Task details:
Lines of the data that contain the word "below" are the ones to copy.

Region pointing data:
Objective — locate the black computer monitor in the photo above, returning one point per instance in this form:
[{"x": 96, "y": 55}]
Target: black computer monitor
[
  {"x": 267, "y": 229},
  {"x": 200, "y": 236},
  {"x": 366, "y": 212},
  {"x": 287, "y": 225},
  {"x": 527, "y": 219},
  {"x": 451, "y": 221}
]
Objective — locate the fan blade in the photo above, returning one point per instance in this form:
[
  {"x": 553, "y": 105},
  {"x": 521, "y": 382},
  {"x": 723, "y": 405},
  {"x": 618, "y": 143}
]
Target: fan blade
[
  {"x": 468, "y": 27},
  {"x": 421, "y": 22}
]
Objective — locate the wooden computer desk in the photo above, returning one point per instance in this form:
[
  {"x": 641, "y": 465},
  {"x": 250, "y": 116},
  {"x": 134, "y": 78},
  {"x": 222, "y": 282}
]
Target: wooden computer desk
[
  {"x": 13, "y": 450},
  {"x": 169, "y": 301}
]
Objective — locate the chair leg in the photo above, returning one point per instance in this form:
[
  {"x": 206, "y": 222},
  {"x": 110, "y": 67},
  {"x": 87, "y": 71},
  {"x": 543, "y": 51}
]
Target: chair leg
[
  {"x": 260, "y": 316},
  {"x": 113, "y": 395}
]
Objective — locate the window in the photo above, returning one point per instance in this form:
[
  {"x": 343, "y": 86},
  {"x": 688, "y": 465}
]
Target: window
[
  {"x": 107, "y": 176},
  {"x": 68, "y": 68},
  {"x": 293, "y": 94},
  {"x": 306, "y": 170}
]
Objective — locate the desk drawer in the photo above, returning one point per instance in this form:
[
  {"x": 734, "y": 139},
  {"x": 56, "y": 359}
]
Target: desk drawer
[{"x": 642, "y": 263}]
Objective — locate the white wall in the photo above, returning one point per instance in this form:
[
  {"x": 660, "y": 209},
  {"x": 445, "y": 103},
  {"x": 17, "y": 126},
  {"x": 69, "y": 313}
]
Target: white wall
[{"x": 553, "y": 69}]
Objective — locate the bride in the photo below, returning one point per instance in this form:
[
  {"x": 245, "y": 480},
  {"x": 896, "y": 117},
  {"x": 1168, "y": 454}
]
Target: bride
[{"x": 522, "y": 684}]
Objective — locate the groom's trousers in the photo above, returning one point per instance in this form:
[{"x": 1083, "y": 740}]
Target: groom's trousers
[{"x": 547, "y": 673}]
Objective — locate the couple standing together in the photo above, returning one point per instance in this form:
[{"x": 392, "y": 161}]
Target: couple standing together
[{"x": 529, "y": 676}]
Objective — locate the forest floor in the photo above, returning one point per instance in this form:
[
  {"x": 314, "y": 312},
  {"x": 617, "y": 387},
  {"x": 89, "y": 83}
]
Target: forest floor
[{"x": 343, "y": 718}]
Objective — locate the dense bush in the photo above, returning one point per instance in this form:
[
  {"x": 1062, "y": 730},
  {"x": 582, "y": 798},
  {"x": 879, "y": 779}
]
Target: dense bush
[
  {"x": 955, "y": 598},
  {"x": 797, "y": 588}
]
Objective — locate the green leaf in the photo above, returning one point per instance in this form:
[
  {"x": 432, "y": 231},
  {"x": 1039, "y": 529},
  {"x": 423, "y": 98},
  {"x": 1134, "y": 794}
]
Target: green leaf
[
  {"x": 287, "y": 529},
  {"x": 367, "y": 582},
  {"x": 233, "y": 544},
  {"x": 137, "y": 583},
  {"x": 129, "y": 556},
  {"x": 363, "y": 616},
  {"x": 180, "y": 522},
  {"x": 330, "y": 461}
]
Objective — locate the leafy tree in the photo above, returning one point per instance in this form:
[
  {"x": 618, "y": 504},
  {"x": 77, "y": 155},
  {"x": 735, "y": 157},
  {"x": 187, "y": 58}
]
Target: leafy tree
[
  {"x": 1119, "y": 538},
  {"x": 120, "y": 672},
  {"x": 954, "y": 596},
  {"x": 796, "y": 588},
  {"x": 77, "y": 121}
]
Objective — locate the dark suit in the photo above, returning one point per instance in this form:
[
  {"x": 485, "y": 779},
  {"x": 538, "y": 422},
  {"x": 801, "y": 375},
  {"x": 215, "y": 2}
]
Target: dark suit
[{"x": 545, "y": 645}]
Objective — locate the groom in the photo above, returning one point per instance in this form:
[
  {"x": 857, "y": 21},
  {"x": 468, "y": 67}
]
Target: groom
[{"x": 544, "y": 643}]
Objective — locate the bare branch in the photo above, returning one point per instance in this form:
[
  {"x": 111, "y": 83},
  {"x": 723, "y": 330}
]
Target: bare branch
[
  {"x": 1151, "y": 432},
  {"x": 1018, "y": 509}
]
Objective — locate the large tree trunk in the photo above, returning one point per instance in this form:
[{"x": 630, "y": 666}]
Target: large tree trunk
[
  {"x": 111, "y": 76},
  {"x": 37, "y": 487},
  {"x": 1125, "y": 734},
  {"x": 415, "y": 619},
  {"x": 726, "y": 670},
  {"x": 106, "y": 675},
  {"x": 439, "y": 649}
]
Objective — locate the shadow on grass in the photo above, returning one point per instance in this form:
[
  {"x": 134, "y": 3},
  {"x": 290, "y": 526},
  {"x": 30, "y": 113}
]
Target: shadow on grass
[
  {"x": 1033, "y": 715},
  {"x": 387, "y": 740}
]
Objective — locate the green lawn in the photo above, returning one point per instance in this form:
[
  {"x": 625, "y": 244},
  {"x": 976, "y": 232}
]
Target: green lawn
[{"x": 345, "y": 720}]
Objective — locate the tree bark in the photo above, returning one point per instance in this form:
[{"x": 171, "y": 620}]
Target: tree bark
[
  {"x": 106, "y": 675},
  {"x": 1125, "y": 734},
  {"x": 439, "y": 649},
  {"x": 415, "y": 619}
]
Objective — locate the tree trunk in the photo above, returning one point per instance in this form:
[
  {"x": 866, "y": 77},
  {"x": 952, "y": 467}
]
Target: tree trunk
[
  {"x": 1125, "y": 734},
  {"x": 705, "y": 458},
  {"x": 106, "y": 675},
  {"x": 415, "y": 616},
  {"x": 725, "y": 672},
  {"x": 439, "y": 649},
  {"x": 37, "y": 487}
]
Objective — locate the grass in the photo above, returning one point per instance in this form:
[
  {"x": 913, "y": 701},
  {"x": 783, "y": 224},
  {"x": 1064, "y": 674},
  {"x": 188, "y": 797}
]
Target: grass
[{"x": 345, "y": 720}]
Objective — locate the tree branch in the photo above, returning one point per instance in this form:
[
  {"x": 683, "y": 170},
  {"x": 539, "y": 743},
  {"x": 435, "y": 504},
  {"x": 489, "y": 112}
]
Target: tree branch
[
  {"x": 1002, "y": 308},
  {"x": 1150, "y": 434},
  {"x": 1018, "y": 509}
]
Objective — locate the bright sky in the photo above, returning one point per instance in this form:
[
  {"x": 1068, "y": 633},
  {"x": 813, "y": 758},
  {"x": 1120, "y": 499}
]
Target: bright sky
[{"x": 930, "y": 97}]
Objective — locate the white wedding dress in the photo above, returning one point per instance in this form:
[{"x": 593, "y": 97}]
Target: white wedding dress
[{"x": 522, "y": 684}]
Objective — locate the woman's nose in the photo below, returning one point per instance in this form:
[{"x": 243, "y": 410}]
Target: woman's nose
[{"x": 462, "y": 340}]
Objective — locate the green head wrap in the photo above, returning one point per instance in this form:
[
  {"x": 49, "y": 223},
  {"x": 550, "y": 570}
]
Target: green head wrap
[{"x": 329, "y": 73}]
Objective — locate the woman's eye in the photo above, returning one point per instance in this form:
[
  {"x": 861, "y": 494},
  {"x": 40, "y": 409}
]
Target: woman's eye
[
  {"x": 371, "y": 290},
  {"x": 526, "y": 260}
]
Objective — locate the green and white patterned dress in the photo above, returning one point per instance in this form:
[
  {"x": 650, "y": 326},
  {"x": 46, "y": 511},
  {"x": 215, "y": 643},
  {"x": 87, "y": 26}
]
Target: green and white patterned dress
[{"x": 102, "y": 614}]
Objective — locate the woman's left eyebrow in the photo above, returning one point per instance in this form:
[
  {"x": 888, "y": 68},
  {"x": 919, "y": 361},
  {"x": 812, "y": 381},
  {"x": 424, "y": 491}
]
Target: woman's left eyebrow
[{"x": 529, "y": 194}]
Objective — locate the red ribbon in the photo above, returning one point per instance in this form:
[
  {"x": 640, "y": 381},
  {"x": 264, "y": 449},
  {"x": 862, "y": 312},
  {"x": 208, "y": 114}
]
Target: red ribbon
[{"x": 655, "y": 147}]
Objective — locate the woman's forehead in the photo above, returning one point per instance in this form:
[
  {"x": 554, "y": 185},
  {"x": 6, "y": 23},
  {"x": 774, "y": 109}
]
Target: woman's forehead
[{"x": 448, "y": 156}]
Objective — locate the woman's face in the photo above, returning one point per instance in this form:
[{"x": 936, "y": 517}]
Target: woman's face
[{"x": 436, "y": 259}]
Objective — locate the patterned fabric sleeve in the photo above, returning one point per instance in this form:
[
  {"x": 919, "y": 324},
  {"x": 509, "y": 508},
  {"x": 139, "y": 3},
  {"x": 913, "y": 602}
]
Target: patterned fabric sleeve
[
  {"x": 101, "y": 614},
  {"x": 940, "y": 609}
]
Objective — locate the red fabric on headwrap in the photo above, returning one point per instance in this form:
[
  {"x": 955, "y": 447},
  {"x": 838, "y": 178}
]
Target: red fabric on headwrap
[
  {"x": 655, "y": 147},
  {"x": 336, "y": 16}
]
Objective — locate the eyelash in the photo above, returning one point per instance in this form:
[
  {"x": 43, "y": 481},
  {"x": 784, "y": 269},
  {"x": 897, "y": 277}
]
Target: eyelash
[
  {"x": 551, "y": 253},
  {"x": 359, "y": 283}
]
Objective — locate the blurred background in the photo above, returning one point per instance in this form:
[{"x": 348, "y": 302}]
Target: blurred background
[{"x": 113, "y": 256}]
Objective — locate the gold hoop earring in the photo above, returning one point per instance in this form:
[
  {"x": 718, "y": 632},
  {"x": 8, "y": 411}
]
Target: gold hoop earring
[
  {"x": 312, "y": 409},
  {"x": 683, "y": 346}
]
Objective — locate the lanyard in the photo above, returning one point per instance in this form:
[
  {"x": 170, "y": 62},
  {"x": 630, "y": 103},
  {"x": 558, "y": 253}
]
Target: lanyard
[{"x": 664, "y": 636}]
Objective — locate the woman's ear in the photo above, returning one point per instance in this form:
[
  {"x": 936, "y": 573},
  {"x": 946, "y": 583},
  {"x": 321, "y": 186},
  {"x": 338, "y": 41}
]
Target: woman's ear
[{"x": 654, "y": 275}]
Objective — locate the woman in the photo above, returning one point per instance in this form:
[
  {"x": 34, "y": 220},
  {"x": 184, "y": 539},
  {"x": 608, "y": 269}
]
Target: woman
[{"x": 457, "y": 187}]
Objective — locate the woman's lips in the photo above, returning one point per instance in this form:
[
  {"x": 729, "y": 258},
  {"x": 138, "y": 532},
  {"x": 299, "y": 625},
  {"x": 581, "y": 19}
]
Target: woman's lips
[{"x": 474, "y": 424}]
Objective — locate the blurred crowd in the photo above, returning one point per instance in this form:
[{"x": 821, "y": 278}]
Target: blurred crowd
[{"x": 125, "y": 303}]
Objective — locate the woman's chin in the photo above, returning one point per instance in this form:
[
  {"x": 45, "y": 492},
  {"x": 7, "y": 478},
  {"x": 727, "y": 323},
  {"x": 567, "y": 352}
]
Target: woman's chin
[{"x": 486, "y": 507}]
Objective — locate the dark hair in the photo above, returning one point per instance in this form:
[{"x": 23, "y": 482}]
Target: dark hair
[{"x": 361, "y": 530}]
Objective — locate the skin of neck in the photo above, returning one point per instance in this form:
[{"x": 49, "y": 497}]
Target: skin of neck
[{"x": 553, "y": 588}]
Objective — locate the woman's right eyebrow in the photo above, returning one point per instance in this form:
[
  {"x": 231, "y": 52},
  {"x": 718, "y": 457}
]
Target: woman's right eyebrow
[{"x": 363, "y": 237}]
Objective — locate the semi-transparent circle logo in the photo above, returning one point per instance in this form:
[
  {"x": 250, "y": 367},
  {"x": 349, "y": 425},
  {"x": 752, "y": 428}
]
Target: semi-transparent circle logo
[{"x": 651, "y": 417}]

Answer:
Objective — locate the bride in the photo below, returning one point per instance in this form:
Objective — locate the woman's nose in the photo below, returning one point per instance in this form:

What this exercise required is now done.